Prompt:
The reply must be the number of lines in the following material that include the word "boot", and nothing more.

------------

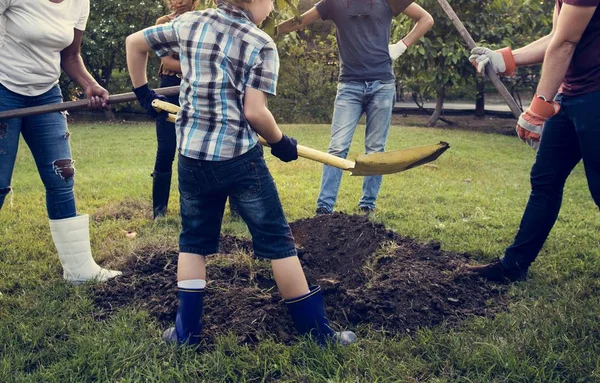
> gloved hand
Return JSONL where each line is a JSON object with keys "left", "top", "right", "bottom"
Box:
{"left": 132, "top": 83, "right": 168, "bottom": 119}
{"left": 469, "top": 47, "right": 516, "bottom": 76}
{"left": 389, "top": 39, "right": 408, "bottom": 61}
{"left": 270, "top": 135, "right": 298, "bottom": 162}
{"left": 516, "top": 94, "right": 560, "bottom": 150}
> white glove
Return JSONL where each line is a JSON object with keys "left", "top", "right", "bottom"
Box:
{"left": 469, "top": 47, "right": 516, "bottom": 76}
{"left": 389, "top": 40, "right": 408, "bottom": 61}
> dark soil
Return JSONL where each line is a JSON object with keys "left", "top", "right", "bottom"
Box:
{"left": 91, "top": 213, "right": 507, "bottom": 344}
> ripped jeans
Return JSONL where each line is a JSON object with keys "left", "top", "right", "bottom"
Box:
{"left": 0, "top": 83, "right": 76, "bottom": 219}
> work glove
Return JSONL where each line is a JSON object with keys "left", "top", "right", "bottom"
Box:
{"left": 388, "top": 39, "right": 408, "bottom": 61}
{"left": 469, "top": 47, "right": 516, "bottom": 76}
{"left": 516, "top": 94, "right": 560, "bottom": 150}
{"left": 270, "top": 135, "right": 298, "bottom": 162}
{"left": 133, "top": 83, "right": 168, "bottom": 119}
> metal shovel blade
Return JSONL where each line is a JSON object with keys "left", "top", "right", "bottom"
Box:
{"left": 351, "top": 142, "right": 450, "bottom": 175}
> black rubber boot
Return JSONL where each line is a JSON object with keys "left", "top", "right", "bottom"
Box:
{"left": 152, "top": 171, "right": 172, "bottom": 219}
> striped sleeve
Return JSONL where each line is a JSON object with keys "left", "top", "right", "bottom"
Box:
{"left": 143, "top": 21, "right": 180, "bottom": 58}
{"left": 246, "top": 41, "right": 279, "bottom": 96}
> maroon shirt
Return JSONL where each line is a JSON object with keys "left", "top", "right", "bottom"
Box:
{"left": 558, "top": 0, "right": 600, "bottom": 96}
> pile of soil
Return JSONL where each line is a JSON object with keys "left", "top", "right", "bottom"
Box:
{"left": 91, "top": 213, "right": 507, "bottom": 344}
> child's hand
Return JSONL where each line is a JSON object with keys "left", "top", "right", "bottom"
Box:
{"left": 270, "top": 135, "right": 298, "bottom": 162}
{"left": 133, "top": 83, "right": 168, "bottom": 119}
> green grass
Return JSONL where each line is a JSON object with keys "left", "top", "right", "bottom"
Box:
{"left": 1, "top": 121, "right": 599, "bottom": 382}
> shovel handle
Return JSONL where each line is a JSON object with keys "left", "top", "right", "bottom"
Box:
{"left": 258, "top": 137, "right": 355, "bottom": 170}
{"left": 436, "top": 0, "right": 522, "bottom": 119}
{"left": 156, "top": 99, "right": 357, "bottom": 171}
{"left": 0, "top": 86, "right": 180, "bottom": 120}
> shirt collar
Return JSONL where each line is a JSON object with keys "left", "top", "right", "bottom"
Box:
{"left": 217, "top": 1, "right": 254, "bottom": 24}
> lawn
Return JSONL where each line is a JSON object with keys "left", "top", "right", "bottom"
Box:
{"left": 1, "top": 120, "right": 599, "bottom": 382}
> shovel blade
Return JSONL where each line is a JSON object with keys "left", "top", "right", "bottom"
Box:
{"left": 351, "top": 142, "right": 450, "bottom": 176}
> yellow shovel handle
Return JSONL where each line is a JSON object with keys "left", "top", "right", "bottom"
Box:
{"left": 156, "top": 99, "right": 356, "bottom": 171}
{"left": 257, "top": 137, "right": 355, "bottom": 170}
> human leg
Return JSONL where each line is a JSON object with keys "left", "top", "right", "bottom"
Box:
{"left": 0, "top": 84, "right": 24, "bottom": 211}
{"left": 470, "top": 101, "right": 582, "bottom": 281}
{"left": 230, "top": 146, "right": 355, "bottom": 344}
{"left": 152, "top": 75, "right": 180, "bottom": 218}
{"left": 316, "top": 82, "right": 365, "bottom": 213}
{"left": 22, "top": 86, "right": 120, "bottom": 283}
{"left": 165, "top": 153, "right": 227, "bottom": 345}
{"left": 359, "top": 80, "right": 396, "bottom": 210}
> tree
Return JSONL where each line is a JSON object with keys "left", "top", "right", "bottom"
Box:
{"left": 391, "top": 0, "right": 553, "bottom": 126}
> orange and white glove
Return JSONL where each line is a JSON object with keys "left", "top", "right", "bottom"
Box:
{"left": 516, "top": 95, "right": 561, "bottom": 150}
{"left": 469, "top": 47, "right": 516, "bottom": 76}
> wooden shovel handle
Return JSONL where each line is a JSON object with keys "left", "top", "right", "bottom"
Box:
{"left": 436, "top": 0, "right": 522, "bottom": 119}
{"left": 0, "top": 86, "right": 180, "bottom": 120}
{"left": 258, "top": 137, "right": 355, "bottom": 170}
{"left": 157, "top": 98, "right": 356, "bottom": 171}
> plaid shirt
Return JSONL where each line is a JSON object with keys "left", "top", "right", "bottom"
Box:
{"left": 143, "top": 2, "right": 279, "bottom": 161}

------------

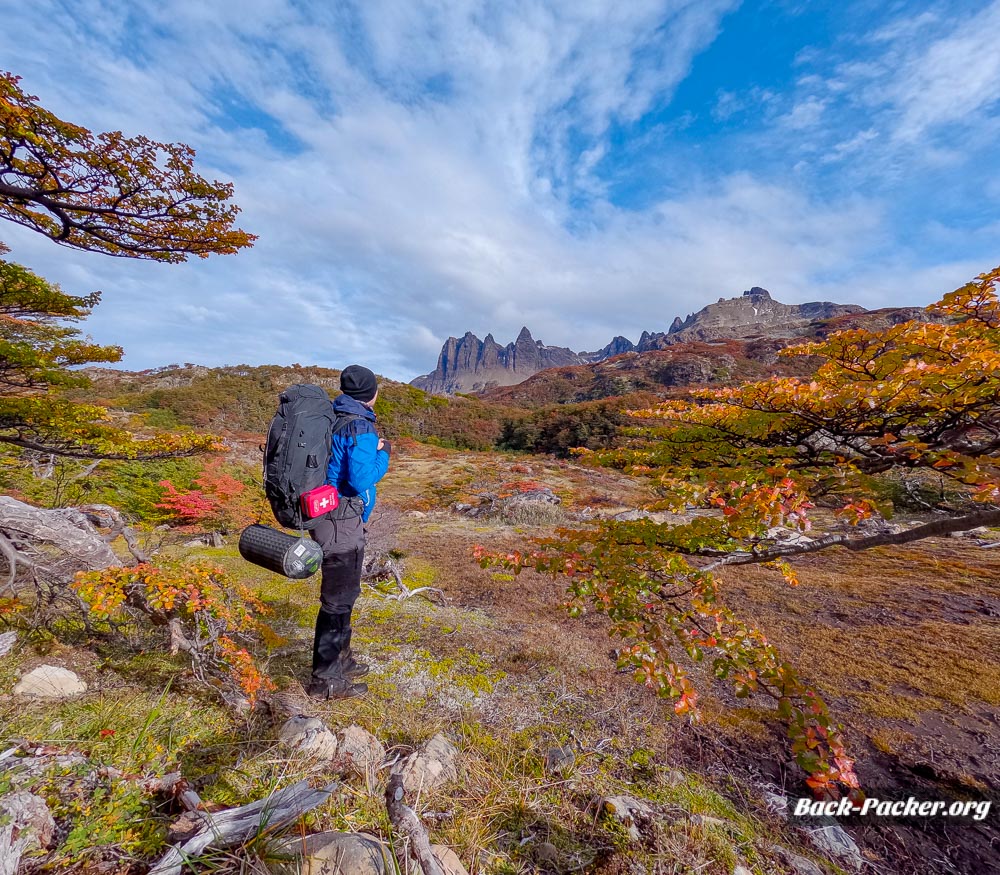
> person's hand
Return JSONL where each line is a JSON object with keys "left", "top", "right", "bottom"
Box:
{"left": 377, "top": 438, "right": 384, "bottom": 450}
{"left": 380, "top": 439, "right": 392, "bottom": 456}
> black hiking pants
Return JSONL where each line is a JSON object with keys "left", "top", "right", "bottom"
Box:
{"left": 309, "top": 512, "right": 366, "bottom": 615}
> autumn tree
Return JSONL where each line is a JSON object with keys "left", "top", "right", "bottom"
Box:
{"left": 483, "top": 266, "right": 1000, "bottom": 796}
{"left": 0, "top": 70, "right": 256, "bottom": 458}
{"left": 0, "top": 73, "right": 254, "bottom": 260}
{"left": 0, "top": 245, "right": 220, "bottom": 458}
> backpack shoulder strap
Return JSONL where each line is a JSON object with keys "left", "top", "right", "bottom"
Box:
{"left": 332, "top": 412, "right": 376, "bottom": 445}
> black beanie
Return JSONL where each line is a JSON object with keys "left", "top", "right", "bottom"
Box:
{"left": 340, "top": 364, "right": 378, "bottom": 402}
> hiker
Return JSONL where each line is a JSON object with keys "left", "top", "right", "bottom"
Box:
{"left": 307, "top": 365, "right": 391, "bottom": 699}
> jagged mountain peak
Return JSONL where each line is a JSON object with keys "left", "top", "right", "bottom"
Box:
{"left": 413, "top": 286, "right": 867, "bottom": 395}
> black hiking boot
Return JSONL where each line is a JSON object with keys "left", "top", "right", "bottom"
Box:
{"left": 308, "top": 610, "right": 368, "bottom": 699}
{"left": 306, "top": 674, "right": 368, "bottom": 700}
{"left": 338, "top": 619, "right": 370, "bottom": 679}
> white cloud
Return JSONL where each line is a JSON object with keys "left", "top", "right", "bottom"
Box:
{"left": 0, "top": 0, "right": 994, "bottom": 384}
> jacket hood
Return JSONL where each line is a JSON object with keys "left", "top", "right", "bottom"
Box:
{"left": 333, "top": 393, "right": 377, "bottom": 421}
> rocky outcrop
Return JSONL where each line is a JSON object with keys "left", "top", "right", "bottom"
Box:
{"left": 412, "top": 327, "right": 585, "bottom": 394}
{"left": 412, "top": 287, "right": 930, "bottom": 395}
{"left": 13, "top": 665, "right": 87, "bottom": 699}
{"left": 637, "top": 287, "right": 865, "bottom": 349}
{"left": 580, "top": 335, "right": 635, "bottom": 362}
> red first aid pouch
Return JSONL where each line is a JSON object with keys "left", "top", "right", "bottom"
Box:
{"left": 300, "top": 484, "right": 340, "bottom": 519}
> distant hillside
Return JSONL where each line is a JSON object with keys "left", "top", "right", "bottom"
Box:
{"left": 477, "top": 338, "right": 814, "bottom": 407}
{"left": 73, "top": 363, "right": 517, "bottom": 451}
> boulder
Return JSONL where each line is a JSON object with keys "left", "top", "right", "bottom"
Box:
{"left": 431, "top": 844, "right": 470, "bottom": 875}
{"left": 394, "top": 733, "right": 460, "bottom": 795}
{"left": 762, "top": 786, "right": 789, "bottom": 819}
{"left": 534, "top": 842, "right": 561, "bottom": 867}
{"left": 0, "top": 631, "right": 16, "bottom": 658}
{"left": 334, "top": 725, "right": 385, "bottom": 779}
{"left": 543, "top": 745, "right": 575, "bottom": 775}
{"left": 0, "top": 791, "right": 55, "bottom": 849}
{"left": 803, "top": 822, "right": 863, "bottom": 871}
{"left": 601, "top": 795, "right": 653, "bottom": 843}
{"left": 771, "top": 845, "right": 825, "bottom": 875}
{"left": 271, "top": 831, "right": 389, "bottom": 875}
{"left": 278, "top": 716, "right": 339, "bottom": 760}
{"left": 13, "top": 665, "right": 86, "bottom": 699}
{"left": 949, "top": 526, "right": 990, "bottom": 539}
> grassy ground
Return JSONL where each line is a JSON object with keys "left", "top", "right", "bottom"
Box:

------------

Exercise solution:
2